• EXERCISE: Set down, word for word, the passage of the thread on paged attention that opens with the words containing "So two questions" and closes with "quick answer !".
## START TEXT SECTION
Support for packed layout with paged attention
Hi all,
I've been playing with cudnn-frontend to test the Flash Attention kernel. Overall, it's easy to use and fast but I've come across a limitation that I don't really understand.
It seems that the kernel can't be used in paged mode with packed tensors. This is something that other paged attention kernels support (and it makes a big difference in terms of performance as well as tokens can be batched per sequence).
So two questions about that:
- Is it a limitation only in
cudnn-frontend? Because I couldn't find in the backend doc such a limitation - Are there plans to add that feature in the future ?
Hi @Corendos ,
Thanks for your question. We are actually enabling it in the upcoming cuDNN frontend release. It's roughly a week out, so if you'd like to enable it earlier, you can just comment out L336 in scaled_dot_prodcut_flash_attention.h, and manually verify that you have cuDNN v9.7 as the backend cuDNN version.
Please note that in this case only Q will have packed support. In theory packing could be combined with paged K and V caches: it would be the page tables themselves that would be packed then. However the amount of compression you get from this is minimal. But please let us know if you disagree or if you see other good use cases for that!
Hey @nvmbreughe, thanks for the quick answer !
Funny that you suggest that, because that's exactly what I tried ! š I was just not sure about the correctness of the output.
To give more context, we are currently working on a ML framework that uses XLA under the hood (through the PJRT abstraction). XLA has some support for cudnn flash attention, just not the paged version so we hacked support. It was working great for decode but was quite slow for prefill due to the naive approach, so I was wondering if cudnn supported packed + paged as other kernels supported it. So overall that's great news !
## END TEXT SECTION
## START GIVEN INFORMATION
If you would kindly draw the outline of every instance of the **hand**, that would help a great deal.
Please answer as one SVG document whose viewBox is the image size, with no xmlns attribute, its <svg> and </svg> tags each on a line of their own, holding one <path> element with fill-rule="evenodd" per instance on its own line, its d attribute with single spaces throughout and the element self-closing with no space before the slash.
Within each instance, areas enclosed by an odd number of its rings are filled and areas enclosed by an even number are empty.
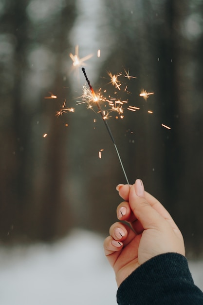
<svg viewBox="0 0 203 305">
<path fill-rule="evenodd" d="M 118 286 L 142 264 L 164 253 L 185 255 L 183 236 L 169 213 L 154 197 L 145 191 L 141 180 L 132 186 L 119 185 L 125 200 L 117 209 L 118 219 L 110 228 L 104 243 L 105 255 L 116 274 Z"/>
</svg>

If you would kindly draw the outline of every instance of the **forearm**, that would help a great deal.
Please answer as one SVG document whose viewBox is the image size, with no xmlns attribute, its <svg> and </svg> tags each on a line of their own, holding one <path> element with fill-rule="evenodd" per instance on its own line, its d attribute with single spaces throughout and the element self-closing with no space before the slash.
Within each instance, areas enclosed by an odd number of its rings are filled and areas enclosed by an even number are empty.
<svg viewBox="0 0 203 305">
<path fill-rule="evenodd" d="M 120 285 L 119 305 L 203 305 L 203 293 L 194 284 L 185 258 L 171 253 L 142 265 Z"/>
</svg>

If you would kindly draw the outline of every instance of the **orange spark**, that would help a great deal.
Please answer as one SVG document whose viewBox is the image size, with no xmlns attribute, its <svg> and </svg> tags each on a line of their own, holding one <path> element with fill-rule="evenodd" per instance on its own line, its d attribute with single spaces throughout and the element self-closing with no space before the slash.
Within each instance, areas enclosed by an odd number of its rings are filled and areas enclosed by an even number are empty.
<svg viewBox="0 0 203 305">
<path fill-rule="evenodd" d="M 61 108 L 60 109 L 59 111 L 56 111 L 55 113 L 56 116 L 59 116 L 59 115 L 62 115 L 63 113 L 67 114 L 68 112 L 74 112 L 74 109 L 73 107 L 71 108 L 66 108 L 66 101 L 65 99 L 64 101 L 64 103 L 61 106 Z"/>
<path fill-rule="evenodd" d="M 49 93 L 51 95 L 50 96 L 44 96 L 44 98 L 46 98 L 46 99 L 48 99 L 48 98 L 57 98 L 56 95 L 55 95 L 51 92 L 49 92 Z"/>
<path fill-rule="evenodd" d="M 111 83 L 112 85 L 115 86 L 116 88 L 117 88 L 119 90 L 120 90 L 121 89 L 120 87 L 120 86 L 121 86 L 121 84 L 120 83 L 120 81 L 118 80 L 118 77 L 119 76 L 121 76 L 121 75 L 122 75 L 122 74 L 120 73 L 119 74 L 117 74 L 117 75 L 115 75 L 115 74 L 113 75 L 112 73 L 111 73 L 110 72 L 108 72 L 108 74 L 110 76 Z"/>
<path fill-rule="evenodd" d="M 124 71 L 126 73 L 126 75 L 124 76 L 125 77 L 128 77 L 128 78 L 129 79 L 130 79 L 130 78 L 137 78 L 137 77 L 136 77 L 135 76 L 132 76 L 130 75 L 129 75 L 129 71 L 128 71 L 128 72 L 127 72 L 127 71 L 124 69 Z M 127 89 L 127 87 L 126 87 L 126 89 Z"/>
<path fill-rule="evenodd" d="M 154 94 L 154 92 L 147 92 L 146 90 L 143 89 L 140 94 L 140 96 L 143 96 L 143 98 L 147 100 L 149 95 L 152 94 Z"/>
<path fill-rule="evenodd" d="M 167 126 L 166 125 L 164 125 L 164 124 L 162 124 L 162 126 L 165 127 L 165 128 L 167 128 L 167 129 L 171 129 L 170 127 Z"/>
<path fill-rule="evenodd" d="M 72 53 L 70 53 L 70 57 L 72 59 L 73 65 L 74 67 L 80 67 L 82 65 L 85 65 L 84 62 L 89 59 L 93 56 L 93 54 L 89 54 L 85 57 L 80 58 L 79 57 L 79 46 L 75 46 L 75 54 L 74 55 Z"/>
</svg>

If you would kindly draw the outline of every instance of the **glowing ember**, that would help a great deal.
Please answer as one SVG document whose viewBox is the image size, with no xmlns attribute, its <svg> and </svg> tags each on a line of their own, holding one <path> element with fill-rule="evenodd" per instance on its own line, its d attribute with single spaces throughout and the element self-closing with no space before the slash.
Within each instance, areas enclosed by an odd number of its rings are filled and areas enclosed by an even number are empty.
<svg viewBox="0 0 203 305">
<path fill-rule="evenodd" d="M 120 81 L 118 80 L 118 77 L 122 75 L 122 73 L 119 73 L 117 75 L 113 75 L 111 72 L 108 72 L 108 74 L 110 76 L 111 83 L 118 88 L 119 90 L 120 90 L 120 87 L 121 86 L 121 84 L 120 83 Z"/>
<path fill-rule="evenodd" d="M 130 75 L 129 75 L 129 71 L 128 71 L 128 72 L 126 71 L 126 70 L 125 69 L 124 69 L 124 71 L 125 71 L 125 72 L 126 73 L 126 75 L 124 76 L 125 77 L 128 77 L 128 78 L 129 79 L 130 79 L 130 78 L 137 78 L 137 77 L 136 77 L 135 76 L 130 76 Z M 126 89 L 127 89 L 127 88 L 126 88 Z"/>
<path fill-rule="evenodd" d="M 49 96 L 44 96 L 44 98 L 46 98 L 46 99 L 48 99 L 48 98 L 57 98 L 56 95 L 55 95 L 51 92 L 49 92 L 49 93 L 51 95 Z"/>
<path fill-rule="evenodd" d="M 147 92 L 146 90 L 143 89 L 140 94 L 140 96 L 142 96 L 145 100 L 147 100 L 149 95 L 152 94 L 154 94 L 154 92 Z"/>
<path fill-rule="evenodd" d="M 167 128 L 167 129 L 171 129 L 170 127 L 167 126 L 166 125 L 164 125 L 164 124 L 162 124 L 162 126 L 165 127 L 165 128 Z"/>
<path fill-rule="evenodd" d="M 63 113 L 67 114 L 68 112 L 74 112 L 74 108 L 66 108 L 66 100 L 64 100 L 64 102 L 61 106 L 61 108 L 60 109 L 59 111 L 56 111 L 55 113 L 56 116 L 59 116 L 59 115 L 62 115 Z"/>
<path fill-rule="evenodd" d="M 82 65 L 85 65 L 85 61 L 88 60 L 93 56 L 93 54 L 89 54 L 85 57 L 80 58 L 79 57 L 79 46 L 75 46 L 75 54 L 73 55 L 72 53 L 70 53 L 70 57 L 72 59 L 73 65 L 74 67 L 80 67 Z"/>
</svg>

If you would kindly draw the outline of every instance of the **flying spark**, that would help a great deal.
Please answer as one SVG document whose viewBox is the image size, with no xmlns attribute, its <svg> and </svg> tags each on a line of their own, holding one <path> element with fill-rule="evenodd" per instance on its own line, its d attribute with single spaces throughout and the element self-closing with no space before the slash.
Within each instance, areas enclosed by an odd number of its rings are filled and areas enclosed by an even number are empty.
<svg viewBox="0 0 203 305">
<path fill-rule="evenodd" d="M 113 138 L 113 135 L 112 134 L 111 131 L 111 130 L 108 124 L 107 123 L 107 120 L 106 119 L 106 117 L 105 117 L 105 114 L 104 114 L 104 112 L 102 111 L 102 109 L 101 108 L 101 106 L 100 106 L 100 105 L 99 104 L 99 99 L 98 98 L 98 97 L 97 96 L 97 95 L 95 94 L 94 90 L 93 90 L 93 88 L 92 87 L 89 80 L 88 78 L 86 73 L 85 72 L 85 68 L 82 68 L 82 72 L 83 72 L 84 75 L 85 76 L 85 79 L 86 80 L 86 81 L 87 81 L 87 82 L 88 84 L 88 86 L 89 86 L 89 87 L 90 88 L 90 90 L 91 91 L 91 93 L 92 93 L 92 99 L 95 101 L 95 103 L 96 104 L 97 108 L 98 108 L 98 109 L 99 110 L 99 112 L 98 112 L 101 114 L 101 117 L 102 118 L 103 121 L 103 122 L 104 122 L 104 124 L 105 125 L 105 126 L 106 126 L 106 128 L 107 129 L 107 131 L 108 131 L 108 132 L 109 133 L 109 135 L 110 135 L 110 137 L 111 137 L 111 139 L 112 140 L 112 142 L 113 142 L 113 143 L 114 144 L 114 148 L 115 148 L 115 150 L 116 151 L 117 154 L 118 155 L 118 158 L 119 158 L 119 161 L 120 161 L 120 165 L 121 166 L 121 168 L 122 168 L 122 169 L 123 170 L 123 173 L 124 174 L 125 177 L 126 178 L 126 181 L 127 182 L 129 186 L 129 182 L 127 176 L 126 175 L 126 172 L 125 171 L 125 169 L 124 169 L 124 166 L 123 165 L 123 163 L 122 162 L 122 160 L 121 160 L 121 157 L 120 156 L 119 152 L 118 149 L 117 148 L 116 144 L 115 142 L 115 140 L 114 140 L 114 139 Z"/>
<path fill-rule="evenodd" d="M 44 96 L 44 98 L 46 98 L 46 99 L 49 99 L 49 98 L 57 98 L 56 95 L 55 95 L 51 92 L 49 92 L 49 93 L 50 93 L 51 95 L 49 96 Z"/>
<path fill-rule="evenodd" d="M 81 67 L 82 65 L 85 66 L 85 61 L 88 60 L 93 56 L 93 54 L 89 54 L 85 57 L 80 58 L 79 57 L 79 46 L 75 46 L 75 54 L 74 55 L 72 53 L 70 53 L 70 57 L 72 59 L 73 65 L 74 67 Z"/>
<path fill-rule="evenodd" d="M 130 78 L 137 78 L 137 77 L 136 77 L 135 76 L 132 76 L 129 75 L 129 71 L 127 72 L 127 71 L 124 69 L 124 71 L 125 72 L 126 75 L 124 76 L 125 77 L 127 77 L 129 79 L 130 79 Z"/>
<path fill-rule="evenodd" d="M 140 94 L 140 96 L 143 96 L 143 98 L 147 100 L 149 95 L 154 94 L 154 92 L 147 92 L 146 90 L 143 89 Z"/>
<path fill-rule="evenodd" d="M 167 128 L 167 129 L 171 129 L 170 127 L 167 126 L 166 125 L 164 125 L 164 124 L 162 124 L 162 126 L 165 127 L 165 128 Z"/>
<path fill-rule="evenodd" d="M 59 111 L 56 111 L 56 112 L 55 113 L 56 116 L 59 116 L 59 115 L 62 115 L 63 113 L 67 114 L 68 112 L 74 112 L 74 108 L 66 108 L 66 100 L 65 99 L 62 106 L 61 106 L 61 108 Z"/>
<path fill-rule="evenodd" d="M 120 87 L 121 86 L 121 84 L 120 83 L 120 81 L 118 80 L 118 77 L 122 75 L 122 73 L 119 73 L 117 75 L 113 75 L 111 72 L 108 72 L 108 74 L 110 76 L 111 83 L 115 86 L 116 88 L 118 88 L 119 90 L 120 90 L 121 89 Z"/>
</svg>

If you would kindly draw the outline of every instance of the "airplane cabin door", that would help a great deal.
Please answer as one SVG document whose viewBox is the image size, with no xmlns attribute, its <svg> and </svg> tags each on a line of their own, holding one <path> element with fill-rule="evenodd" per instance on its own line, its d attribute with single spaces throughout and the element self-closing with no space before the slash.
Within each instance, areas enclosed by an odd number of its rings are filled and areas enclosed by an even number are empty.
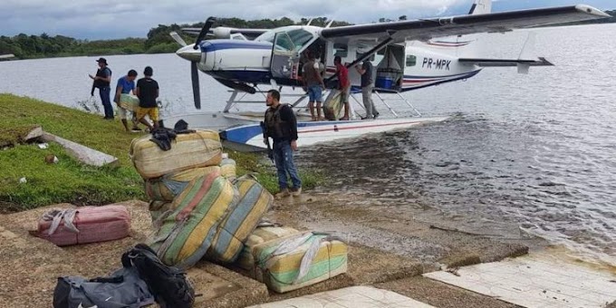
<svg viewBox="0 0 616 308">
<path fill-rule="evenodd" d="M 270 72 L 272 78 L 297 80 L 300 56 L 291 37 L 286 33 L 277 33 L 272 47 Z"/>
</svg>

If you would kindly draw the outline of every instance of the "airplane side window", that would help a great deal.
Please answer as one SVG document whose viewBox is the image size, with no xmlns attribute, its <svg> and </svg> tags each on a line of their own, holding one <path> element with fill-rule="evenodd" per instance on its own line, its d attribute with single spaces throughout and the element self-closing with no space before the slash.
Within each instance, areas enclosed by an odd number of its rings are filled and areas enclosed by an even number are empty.
<svg viewBox="0 0 616 308">
<path fill-rule="evenodd" d="M 355 59 L 359 59 L 360 57 L 361 57 L 363 55 L 363 53 L 355 53 L 355 57 L 356 57 Z M 374 61 L 374 53 L 371 54 L 370 57 L 368 57 L 368 59 L 366 59 L 366 60 L 371 61 L 371 62 Z"/>
<path fill-rule="evenodd" d="M 289 39 L 289 36 L 279 35 L 276 36 L 276 49 L 280 51 L 293 52 L 295 49 L 295 46 Z"/>
<path fill-rule="evenodd" d="M 289 37 L 291 37 L 293 44 L 298 49 L 303 47 L 303 45 L 308 43 L 308 42 L 312 41 L 314 37 L 313 34 L 303 29 L 291 30 L 287 34 L 289 34 Z"/>
<path fill-rule="evenodd" d="M 407 66 L 415 66 L 415 64 L 417 64 L 417 57 L 412 54 L 407 55 Z"/>
<path fill-rule="evenodd" d="M 347 45 L 342 43 L 333 44 L 333 56 L 339 56 L 341 58 L 346 58 L 349 55 L 349 51 L 347 50 Z"/>
</svg>

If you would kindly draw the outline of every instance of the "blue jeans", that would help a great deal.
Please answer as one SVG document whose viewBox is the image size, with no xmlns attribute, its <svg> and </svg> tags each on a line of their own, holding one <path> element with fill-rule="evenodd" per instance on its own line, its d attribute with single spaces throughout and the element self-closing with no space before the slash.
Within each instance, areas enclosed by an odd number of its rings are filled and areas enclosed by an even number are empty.
<svg viewBox="0 0 616 308">
<path fill-rule="evenodd" d="M 297 168 L 293 161 L 293 149 L 291 149 L 291 141 L 274 141 L 274 161 L 276 164 L 276 170 L 278 171 L 278 186 L 280 189 L 289 188 L 287 184 L 287 173 L 291 177 L 293 187 L 295 188 L 302 187 L 302 180 L 297 174 Z"/>
<path fill-rule="evenodd" d="M 101 101 L 102 102 L 102 108 L 105 111 L 105 118 L 113 118 L 113 107 L 111 107 L 111 100 L 110 99 L 110 94 L 111 92 L 111 88 L 99 88 L 99 94 L 101 94 Z"/>
</svg>

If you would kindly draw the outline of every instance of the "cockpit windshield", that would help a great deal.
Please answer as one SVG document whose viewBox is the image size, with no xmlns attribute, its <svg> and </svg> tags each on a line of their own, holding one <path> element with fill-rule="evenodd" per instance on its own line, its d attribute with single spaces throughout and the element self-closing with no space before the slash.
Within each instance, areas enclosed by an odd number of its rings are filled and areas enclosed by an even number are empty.
<svg viewBox="0 0 616 308">
<path fill-rule="evenodd" d="M 284 29 L 271 30 L 259 35 L 257 38 L 255 39 L 255 41 L 269 42 L 274 43 L 274 38 L 278 33 L 285 33 L 287 35 L 289 35 L 291 42 L 288 42 L 288 39 L 279 40 L 276 43 L 276 48 L 284 48 L 288 51 L 293 51 L 294 48 L 296 51 L 300 50 L 306 43 L 312 41 L 313 38 L 314 38 L 314 35 L 312 33 L 303 29 L 294 28 L 287 30 Z"/>
</svg>

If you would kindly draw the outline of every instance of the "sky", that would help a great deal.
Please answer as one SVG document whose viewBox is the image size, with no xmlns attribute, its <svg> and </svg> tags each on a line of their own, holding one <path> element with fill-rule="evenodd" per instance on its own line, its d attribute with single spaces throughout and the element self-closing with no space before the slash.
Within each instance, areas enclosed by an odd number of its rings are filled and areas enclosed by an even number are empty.
<svg viewBox="0 0 616 308">
<path fill-rule="evenodd" d="M 159 24 L 194 24 L 208 16 L 299 21 L 302 17 L 365 24 L 464 14 L 473 0 L 1 0 L 0 35 L 65 35 L 78 39 L 145 37 Z M 494 0 L 493 12 L 585 4 L 616 9 L 614 0 Z"/>
</svg>

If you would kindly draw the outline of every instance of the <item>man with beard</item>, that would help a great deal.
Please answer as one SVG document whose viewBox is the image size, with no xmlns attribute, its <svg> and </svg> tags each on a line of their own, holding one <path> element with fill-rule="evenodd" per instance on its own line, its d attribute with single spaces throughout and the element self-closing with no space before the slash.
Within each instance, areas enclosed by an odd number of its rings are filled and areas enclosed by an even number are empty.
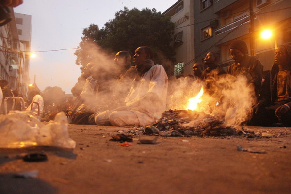
<svg viewBox="0 0 291 194">
<path fill-rule="evenodd" d="M 145 126 L 161 117 L 166 107 L 168 77 L 162 65 L 154 65 L 153 56 L 150 47 L 136 48 L 133 62 L 140 80 L 131 87 L 125 106 L 95 114 L 96 124 Z"/>
<path fill-rule="evenodd" d="M 135 66 L 131 64 L 131 56 L 126 51 L 117 52 L 114 62 L 119 69 L 119 77 L 115 83 L 113 98 L 116 103 L 123 103 L 129 92 L 132 81 L 137 76 Z"/>
<path fill-rule="evenodd" d="M 234 63 L 227 68 L 227 73 L 235 77 L 242 76 L 246 78 L 258 97 L 263 74 L 263 66 L 260 62 L 255 56 L 248 55 L 247 46 L 242 40 L 233 42 L 229 52 Z"/>
<path fill-rule="evenodd" d="M 280 45 L 263 83 L 262 98 L 253 107 L 249 124 L 291 126 L 291 46 Z"/>
<path fill-rule="evenodd" d="M 226 73 L 225 70 L 217 65 L 219 59 L 218 54 L 215 52 L 210 52 L 207 53 L 203 60 L 207 68 L 202 73 L 203 80 L 206 80 L 210 77 L 216 77 Z"/>
<path fill-rule="evenodd" d="M 193 66 L 193 74 L 195 77 L 201 78 L 204 70 L 203 64 L 201 63 L 195 63 Z"/>
</svg>

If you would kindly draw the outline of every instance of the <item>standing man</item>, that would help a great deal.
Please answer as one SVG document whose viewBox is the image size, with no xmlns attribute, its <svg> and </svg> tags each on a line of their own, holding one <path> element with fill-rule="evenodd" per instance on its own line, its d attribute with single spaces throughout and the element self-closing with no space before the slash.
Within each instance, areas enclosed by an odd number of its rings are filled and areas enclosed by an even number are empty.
## END GIVEN INFORMATION
• THE ANSWER:
So two questions about that:
- Is it a limitation only in
cudnn-frontend? Because I couldn't find in the backend doc such a limitation - Are there plans to add that feature in the future ?
Hi @Corendos ,
Thanks for your question. We are actually enabling it in the upcoming cuDNN frontend release. It's roughly a week out, so if you'd like to enable it earlier, you can just comment out L336 in scaled_dot_prodcut_flash_attention.h, and manually verify that you have cuDNN v9.7 as the backend cuDNN version.
Please note that in this case only Q will have packed support. In theory packing could be combined with paged K and V caches: it would be the page tables themselves that would be packed then. However the amount of compression you get from this is minimal. But please let us know if you disagree or if you see other good use cases for that!
Hey @nvmbreughe, thanks for the quick answer !